**** Task data ****

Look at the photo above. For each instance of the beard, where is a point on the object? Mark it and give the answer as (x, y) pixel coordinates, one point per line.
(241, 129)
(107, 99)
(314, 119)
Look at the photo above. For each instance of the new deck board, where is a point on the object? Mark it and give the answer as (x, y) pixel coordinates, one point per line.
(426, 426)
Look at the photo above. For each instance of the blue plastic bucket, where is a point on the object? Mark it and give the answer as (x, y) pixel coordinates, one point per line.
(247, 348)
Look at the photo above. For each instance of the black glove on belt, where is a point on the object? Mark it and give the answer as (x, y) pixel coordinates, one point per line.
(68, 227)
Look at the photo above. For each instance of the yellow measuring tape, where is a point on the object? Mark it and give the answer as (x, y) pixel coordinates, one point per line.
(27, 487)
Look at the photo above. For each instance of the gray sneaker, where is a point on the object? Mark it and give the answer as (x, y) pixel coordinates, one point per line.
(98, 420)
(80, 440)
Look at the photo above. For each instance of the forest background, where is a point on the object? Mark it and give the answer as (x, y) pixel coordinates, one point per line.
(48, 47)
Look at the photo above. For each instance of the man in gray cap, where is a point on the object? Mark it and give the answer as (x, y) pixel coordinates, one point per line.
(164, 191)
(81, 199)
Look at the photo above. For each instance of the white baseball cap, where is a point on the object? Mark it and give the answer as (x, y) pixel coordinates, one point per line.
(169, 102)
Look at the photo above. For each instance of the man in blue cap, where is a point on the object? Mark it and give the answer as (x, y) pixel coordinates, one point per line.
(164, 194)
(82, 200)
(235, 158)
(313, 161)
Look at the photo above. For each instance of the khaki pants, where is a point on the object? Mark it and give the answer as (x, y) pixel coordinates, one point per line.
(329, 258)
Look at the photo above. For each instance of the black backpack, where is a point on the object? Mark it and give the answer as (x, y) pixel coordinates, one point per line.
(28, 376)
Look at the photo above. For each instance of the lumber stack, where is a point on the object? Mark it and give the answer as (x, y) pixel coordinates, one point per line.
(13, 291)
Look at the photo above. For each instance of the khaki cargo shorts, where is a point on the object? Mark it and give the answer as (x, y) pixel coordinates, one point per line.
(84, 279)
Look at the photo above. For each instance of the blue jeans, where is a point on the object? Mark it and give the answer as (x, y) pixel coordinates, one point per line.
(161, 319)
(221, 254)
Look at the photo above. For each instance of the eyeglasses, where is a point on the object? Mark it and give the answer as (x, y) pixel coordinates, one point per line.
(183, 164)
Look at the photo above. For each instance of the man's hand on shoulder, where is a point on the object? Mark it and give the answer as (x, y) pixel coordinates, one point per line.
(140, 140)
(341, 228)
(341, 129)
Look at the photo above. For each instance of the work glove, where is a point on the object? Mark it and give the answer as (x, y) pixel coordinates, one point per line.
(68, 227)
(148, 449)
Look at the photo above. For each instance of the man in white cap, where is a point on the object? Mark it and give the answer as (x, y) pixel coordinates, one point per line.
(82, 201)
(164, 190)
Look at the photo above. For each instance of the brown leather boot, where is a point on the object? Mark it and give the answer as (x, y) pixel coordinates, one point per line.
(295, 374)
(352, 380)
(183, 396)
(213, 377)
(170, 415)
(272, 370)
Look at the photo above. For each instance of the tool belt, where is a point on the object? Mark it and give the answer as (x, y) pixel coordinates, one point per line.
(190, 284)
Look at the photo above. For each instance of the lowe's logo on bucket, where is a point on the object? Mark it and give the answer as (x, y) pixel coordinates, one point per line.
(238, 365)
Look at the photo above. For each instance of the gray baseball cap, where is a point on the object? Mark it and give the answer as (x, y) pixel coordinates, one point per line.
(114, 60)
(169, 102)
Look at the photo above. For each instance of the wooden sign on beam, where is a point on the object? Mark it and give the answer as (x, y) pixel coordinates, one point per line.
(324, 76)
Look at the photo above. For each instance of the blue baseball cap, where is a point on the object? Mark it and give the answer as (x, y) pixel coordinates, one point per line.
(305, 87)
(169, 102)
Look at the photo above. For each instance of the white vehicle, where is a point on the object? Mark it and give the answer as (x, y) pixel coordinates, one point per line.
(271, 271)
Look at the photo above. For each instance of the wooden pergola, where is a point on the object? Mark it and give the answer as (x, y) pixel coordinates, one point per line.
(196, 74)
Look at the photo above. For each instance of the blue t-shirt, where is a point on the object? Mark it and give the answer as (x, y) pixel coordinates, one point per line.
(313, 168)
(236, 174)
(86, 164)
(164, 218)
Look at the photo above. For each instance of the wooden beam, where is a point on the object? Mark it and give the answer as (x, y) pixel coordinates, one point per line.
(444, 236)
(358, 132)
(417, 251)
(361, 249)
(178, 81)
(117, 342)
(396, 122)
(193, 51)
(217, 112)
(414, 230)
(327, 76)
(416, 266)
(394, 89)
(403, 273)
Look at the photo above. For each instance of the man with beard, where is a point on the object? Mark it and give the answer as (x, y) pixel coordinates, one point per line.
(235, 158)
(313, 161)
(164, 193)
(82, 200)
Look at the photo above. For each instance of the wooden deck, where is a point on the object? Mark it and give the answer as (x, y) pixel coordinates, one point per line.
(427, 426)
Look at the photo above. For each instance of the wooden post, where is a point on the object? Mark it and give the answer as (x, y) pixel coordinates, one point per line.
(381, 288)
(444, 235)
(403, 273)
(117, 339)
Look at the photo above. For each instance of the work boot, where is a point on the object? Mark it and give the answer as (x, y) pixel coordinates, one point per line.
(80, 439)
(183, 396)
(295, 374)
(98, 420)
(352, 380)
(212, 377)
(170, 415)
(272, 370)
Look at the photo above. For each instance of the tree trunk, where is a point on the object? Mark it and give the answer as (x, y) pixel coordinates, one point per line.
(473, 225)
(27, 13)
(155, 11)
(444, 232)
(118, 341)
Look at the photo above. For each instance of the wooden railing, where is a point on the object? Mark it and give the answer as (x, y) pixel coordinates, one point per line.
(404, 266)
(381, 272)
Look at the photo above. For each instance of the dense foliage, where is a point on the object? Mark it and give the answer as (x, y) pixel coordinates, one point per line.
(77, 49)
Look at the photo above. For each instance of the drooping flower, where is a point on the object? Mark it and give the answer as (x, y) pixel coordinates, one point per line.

****

Problem requirements → Put each line of the listing above into a numbered list, omitting any blank lines.

Solution →
1. Look at the photo above. For each instance of the beard, where is a point on the object? Mark it and give the answer as (x, y) pixel coordinates, one point per line.
2. (241, 129)
3. (107, 99)
4. (314, 119)
5. Look at the photo above. For each instance of the new deck board, where is a point on the object? Mark it and give the answer as (x, y) pixel coordinates, one point per line.
6. (426, 426)
7. Look at the photo above. For each instance of the blue plastic bucket, where is a point on the object? Mark it and give the answer as (x, y) pixel coordinates, one point per line.
8. (247, 348)
9. Look at the photo above. For each instance of the black glove on belt, where is a point on the object? Mark it and give the answer as (x, y) pixel coordinates, one point per line.
10. (68, 227)
11. Look at the photo above. For each instance of the yellow measuring tape, where is a point on the object? Mark it and give the answer as (x, y) pixel coordinates, one point per line.
12. (27, 487)
13. Look at the photo above. For each instance of the gray sneaker, where is a point on the object? Mark it and give the answer as (x, y) pixel coordinates, one point per line.
14. (98, 420)
15. (80, 440)
16. Look at the photo above. For each instance of the forest background, where is a point on the object? Mark it and give the answer as (x, y) pixel coordinates, one point per line.
17. (48, 47)
18. Look at the photo above. For each instance of the man in gray cap, where is a point on the object? Mark it and give the answer as (x, y) pixel coordinates, one point per line.
19. (164, 191)
20. (81, 199)
21. Look at the photo above. For each instance of the white baseball cap, where is a point on the object? Mark it and give the answer as (x, y) pixel coordinates, one point per line.
22. (169, 102)
23. Look at the photo above. For each instance of the man in blue cap, where is a point on the object? Mark it and give the answer as (x, y) pixel coordinates, one point per line.
24. (164, 194)
25. (82, 200)
26. (235, 158)
27. (313, 161)
28. Look at the photo above. For each instance of the khaki pants, where is a point on the object? Mark it and give the answer as (x, y) pixel coordinates, one point per line.
29. (329, 258)
30. Look at the photo above. For each instance of the black backpack, where is a point on the object? Mark it and give the answer as (x, y) pixel coordinates, one point per line.
31. (28, 376)
32. Look at the photo above. For each instance of the lumber stack, where is a point on the object? Mark it and give the answer as (x, y) pixel coordinates, one point per line.
33. (13, 291)
34. Look at the photo above. For each instance of the khaki cargo shorts, where is a point on the object? Mark it and give the answer as (x, y) pixel coordinates, one point per line.
35. (84, 279)
36. Look at the photo above. For each instance of the blue jeans, where is a point on the object? Mark it and give the answer as (x, y) pixel coordinates, one point per line.
37. (161, 319)
38. (221, 254)
39. Look at the photo above. For each instance of the eyeglasses, where is a point on the object? Mark it and give the answer as (x, y) pixel coordinates, one point per line.
40. (183, 164)
41. Look at the photo above. For each instance of the man's hand on shoulder, where is a point on the object? Mark it and give the answer as (x, y) pixel coordinates, one point per line.
42. (140, 140)
43. (341, 228)
44. (341, 129)
45. Look at the photo above. For each instance of the work glove, where is a point on the object? Mark it and give the answer as (x, y) pixel coordinates, one point per line.
46. (68, 227)
47. (148, 449)
48. Look at the photo above. For each instance of the man in white cap, where is a point on the object? Mark it and give the answer as (x, y) pixel coordinates, one point per line.
49. (82, 201)
50. (164, 190)
51. Look at the photo above. For each instance of the brown leather boot, where is a point on the object? Mark it and give the answer as (x, y) pixel coordinates, one point per line.
52. (295, 374)
53. (352, 380)
54. (183, 396)
55. (213, 377)
56. (170, 415)
57. (272, 370)
58. Look at the photo above. For each instance of the tool belt, where is a point on the object? Mark it and give the answer as (x, y) pixel coordinates, one point per line.
59. (190, 284)
60. Look at the photo above. For each instance of the lowe's logo on bucket, where is a point on the object? Mark it and give the answer as (x, y) pixel coordinates, one point per line.
61. (238, 365)
62. Look at the photo above. For each instance of the gray baseball cap, where is a point on the object? Mark it and give the answer as (x, y) pixel coordinates, one point per line.
63. (114, 60)
64. (169, 102)
65. Look at the photo above. For each instance of the wooden sign on beam, where is a point on the object? Mark it and give the answer as (x, y) pixel coordinates, one point per line.
66. (324, 76)
67. Look at the photo above. For each instance of the blue baseball cap, where is a point on the object? Mark it and give the answer as (x, y) pixel coordinates, one point per line.
68. (305, 87)
69. (169, 102)
70. Look at the photo above. For each instance of the white vehicle, where is a point on the object? Mark it and give the answer as (x, y) pixel coordinates, one point per line.
71. (271, 271)
72. Look at the photo above. For each instance of the wooden pergola, where is a point on the object? Mark it and give the answer as (x, y) pixel coordinates, one point per line.
73. (196, 74)
74. Look at the photo above. For each instance of the blue t-shirt, where is a point on the object? Mark it and give the answer as (x, y) pixel coordinates, one point per line.
75. (313, 168)
76. (236, 174)
77. (86, 164)
78. (164, 218)
79. Look at the photo above. For each instance of the wooden beam, where is a point on the object? Mark it and give the answer as (x, y) pixel coordinates, one point per line.
80. (444, 236)
81. (358, 132)
82. (417, 251)
83. (361, 249)
84. (178, 81)
85. (117, 342)
86. (396, 122)
87. (193, 51)
88. (217, 112)
89. (414, 230)
90. (327, 76)
91. (416, 266)
92. (394, 89)
93. (403, 273)
94. Look at the photo above. For each instance of the man with beard, where is a point on the object? Mark it and give the answer as (x, y) pixel coordinates, one point per line.
95. (235, 158)
96. (313, 161)
97. (164, 193)
98. (82, 200)
99. Look at the photo above. For each instance of the wooden deck, where is a point on the object? Mark it and give the answer as (x, y) pixel coordinates, one point per line.
100. (427, 426)
101. Look at the photo above. For each instance of the wooden post, where is a point on the object? Mark it and give the answer as (x, y) pixel coordinates, one point per line.
102. (381, 288)
103. (444, 235)
104. (403, 273)
105. (117, 339)
106. Look at the photo above. For each instance of the work boot, where is a point on the object? Mark it and give the answer as (x, y) pixel coordinates, one point per line.
107. (80, 439)
108. (183, 396)
109. (295, 374)
110. (98, 420)
111. (352, 380)
112. (212, 377)
113. (170, 415)
114. (272, 370)
115. Look at the photo above. For each instance of the tree trunk, where is a point on the object? Mark it and give the answer as (x, y) pixel coordinates, one point per line.
116. (473, 225)
117. (27, 13)
118. (155, 11)
119. (444, 232)
120. (118, 341)
121. Look at the photo above. For each instance of the wooden railing, where is a point on the object? Mark it and give the answer as (x, y) pixel coordinates, one point per line.
122. (404, 266)
123. (381, 272)
124. Look at the photo above. For each instance of the dense foliage, where is a point on the object? Mark it and give the answer as (x, y) pixel coordinates, one point per line.
125. (77, 49)
126. Look at the photo above. For each instance of the drooping flower, where is a point on the object? Mark it and give the answer as (x, y) pixel coordinates, one point per line.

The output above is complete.